>>>

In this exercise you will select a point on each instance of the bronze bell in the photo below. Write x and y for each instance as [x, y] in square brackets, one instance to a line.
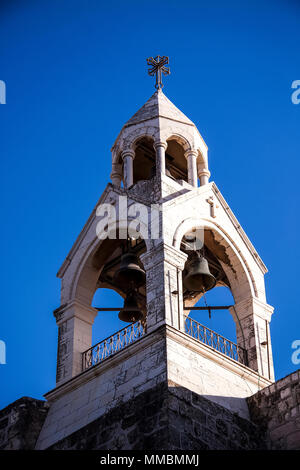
[199, 277]
[130, 312]
[129, 274]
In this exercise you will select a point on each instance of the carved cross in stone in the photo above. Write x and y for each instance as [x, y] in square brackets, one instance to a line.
[157, 67]
[213, 206]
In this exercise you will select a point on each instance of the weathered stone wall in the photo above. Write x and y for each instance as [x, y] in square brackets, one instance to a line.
[166, 418]
[195, 366]
[276, 409]
[139, 367]
[21, 423]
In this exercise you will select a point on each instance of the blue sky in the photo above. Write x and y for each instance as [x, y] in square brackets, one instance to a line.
[75, 71]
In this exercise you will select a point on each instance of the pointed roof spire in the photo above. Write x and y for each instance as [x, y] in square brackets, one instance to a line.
[158, 105]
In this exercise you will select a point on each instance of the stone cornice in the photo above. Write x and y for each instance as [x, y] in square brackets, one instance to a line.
[108, 363]
[167, 332]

<<<

PROBLEM REQUIREMENTS: Using the material above, set down every line exactly, but skip the pictures.

SOLVED PROBLEM:
In this exercise you will select a point on each instance of the bronze bell in the photo below. Write x and y for each instance as [x, y] in square brackets, one instance to a line.
[199, 277]
[130, 312]
[129, 274]
In this exercise you will select a point on each instance of the carved cross in stone in the photo above. Write x and y for each instance as [x, y] in square brackets, one instance to a line.
[157, 67]
[213, 206]
In this exercise you will select a point on each instance of the weathered stone wall in the photo above. Write x and y for each instance as [x, y] in square brackets, one instance to a line.
[166, 418]
[195, 366]
[276, 409]
[139, 367]
[21, 423]
In this exercise you will select a point on each instance of the blue sky in the photo above. Write x and y for each instance as [x, y] in square brackets, one instance to a line.
[75, 71]
In this exercise you will select a point on each instance of the pointed roof spire in the photo above. Write x and y for each instance as [x, y] in square brackets, one instance to a line.
[158, 105]
In this exercise you will select a point on each instance of the stone cornice in the photo above. Write x and y for each instance as [x, y] in square brackets, one instance to a line.
[108, 363]
[167, 332]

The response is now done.